-------- DOCUMENT SECTION
Welcome to Crisis Communications 101, class. I’m your professor, Dr. SPW.
In today’s forum, we will explore the constant downward spiral known as the airline industry. You see, since the horrific tragedy of Sept. 11, 2001, all airlines were confronted with insurmountable obstacles to keep flying. There was national fear, distrust and avoidance of flight. Some flied for bankruptcy protection. Others went belly up completely. This brings us to Delta Airlines, which used to embody the endearing acronym “Don’t Even Leave The Airport.”
And now, that vitriol has come back, reared its ugly and may scratch its damn eyes out. Why? The real-not-photoshopped-amazing-to-hard-to-believe-that-was-coincidental-boarding-pass above is a good hint.
Meet Jeffrey White. According to the Washington Post, Jeff, as the cool kids call him, is a student at the University of West Florida. Jeff purchases a flight to Albany. Maybe there was a sale for ‘Disney on Ice’ tickets, who knows. What matters is not why he bought the ticket, but rather, what
dastardly political message … eh, greeting was on the ticket awaiting Jeff.
----------------
-------- GIVEN DATA
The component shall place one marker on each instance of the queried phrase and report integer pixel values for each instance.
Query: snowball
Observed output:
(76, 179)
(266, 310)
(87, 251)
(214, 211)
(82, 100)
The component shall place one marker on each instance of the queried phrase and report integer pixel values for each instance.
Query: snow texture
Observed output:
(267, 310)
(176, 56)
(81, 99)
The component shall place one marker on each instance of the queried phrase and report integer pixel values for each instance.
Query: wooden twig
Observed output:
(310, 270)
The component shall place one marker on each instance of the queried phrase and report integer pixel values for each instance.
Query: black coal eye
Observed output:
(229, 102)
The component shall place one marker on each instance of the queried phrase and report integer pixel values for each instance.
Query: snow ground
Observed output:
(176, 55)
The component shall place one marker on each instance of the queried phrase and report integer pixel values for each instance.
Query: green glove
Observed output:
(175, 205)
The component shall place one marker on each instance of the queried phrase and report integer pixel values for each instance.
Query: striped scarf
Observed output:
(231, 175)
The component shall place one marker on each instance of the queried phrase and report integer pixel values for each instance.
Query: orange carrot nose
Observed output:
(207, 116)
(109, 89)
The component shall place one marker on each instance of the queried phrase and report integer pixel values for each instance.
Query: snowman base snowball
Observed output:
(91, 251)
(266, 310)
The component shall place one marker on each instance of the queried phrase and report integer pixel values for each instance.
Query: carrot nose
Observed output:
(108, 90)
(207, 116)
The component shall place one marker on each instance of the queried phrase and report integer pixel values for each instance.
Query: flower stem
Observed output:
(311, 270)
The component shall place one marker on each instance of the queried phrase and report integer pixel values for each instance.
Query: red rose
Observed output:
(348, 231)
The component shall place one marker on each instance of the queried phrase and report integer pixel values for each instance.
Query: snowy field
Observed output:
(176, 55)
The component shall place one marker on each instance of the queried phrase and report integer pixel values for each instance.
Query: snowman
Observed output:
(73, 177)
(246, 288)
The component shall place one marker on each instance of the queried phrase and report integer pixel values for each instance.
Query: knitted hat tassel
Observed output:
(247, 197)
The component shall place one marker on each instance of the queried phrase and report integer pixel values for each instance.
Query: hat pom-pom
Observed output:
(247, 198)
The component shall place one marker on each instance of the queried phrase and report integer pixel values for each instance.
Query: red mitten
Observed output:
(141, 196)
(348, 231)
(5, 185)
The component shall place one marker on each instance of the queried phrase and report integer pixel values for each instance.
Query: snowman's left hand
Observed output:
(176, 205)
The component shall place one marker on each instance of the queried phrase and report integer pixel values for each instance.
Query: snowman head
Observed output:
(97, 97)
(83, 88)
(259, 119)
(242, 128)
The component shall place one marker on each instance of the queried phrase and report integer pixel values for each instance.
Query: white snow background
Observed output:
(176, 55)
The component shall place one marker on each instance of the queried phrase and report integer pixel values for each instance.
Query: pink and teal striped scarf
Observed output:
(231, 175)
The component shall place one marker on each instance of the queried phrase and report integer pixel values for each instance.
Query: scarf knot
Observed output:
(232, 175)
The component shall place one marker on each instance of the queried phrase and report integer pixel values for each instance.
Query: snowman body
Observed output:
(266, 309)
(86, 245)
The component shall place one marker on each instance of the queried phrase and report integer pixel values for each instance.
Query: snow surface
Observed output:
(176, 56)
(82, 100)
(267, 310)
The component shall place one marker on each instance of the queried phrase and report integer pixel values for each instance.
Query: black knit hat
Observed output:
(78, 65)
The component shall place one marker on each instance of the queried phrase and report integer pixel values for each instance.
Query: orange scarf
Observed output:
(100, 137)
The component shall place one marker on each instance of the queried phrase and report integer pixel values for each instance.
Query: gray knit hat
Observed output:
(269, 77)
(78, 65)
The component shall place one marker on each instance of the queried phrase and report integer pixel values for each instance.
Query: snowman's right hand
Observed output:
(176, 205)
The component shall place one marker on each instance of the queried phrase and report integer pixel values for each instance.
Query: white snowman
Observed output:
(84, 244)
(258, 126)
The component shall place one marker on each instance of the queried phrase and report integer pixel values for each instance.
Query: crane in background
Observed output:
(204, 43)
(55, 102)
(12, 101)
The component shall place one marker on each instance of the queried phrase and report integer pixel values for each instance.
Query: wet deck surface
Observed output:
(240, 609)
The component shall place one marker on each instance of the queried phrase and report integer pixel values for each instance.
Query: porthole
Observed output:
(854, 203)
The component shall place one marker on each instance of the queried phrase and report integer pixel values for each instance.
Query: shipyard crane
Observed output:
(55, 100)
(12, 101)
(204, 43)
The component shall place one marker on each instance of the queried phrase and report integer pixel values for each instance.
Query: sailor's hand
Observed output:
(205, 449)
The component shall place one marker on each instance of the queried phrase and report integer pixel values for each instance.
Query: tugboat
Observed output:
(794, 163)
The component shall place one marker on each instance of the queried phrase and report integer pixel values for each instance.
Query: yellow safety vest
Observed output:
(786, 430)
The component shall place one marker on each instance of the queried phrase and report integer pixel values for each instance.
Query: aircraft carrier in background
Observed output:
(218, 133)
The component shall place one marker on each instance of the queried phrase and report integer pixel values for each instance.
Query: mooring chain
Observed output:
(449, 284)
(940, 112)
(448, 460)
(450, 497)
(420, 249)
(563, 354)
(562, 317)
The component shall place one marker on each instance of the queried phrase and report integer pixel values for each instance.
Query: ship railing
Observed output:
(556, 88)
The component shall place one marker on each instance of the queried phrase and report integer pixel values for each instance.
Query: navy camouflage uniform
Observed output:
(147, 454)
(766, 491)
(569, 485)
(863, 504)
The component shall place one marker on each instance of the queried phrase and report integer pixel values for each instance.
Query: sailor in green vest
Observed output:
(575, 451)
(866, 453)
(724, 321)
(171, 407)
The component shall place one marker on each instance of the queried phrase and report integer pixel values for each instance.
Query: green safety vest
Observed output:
----------------
WHAT YOU NEED TO DO:
a) In the Delta Airlines lesson, copy the passage word for word from "Meet Jeffrey White." to "ticket awaiting Jeff.".
b) According to the Delta Airlines lesson, which university does Jeffrey White attend?
c) Extend the Delta Airlines lesson, picking up after its final sentence.

RESPONSES BY TASK:
a)
Meet Jeffrey White. According to the Washington Post, Jeff, as the cool kids call him, is a student at the University of West Florida. Jeff purchases a flight to Albany. Maybe there was a sale for ‘Disney on Ice’ tickets, who knows. What matters is not why he bought the ticket, but rather, what
dastardly political message … eh, greeting was on the ticket awaiting Jeff.

b) The University of West Florida.

c)
Note the highlighted section smartly and not-so-surreptitiously disposed like a vanity plate on Speaker John Boehner’s Lincoln Town Car: H8GAYS.
“At first I didn’t think I read it right,” says White. “I was worried that another customer might think I somehow picked that code. If I were a gay male, I might have thought that a Delta worker purposely gave me that code, and that would have made me extremely uncomfortable.”
Imagine the kerfuffle if he were gay. DAYUM! I digress. You were saying, Jeff…
White, however, stated that he was surprised Delta officials had not blocked the offending combination of letters and numbers from the company’s system. “I’m sure they removed many four-letter words that would be seen as offensive,” he stated. ”I’m surprised that ‘gays’ and ‘H8’ weren’t blocked as well.”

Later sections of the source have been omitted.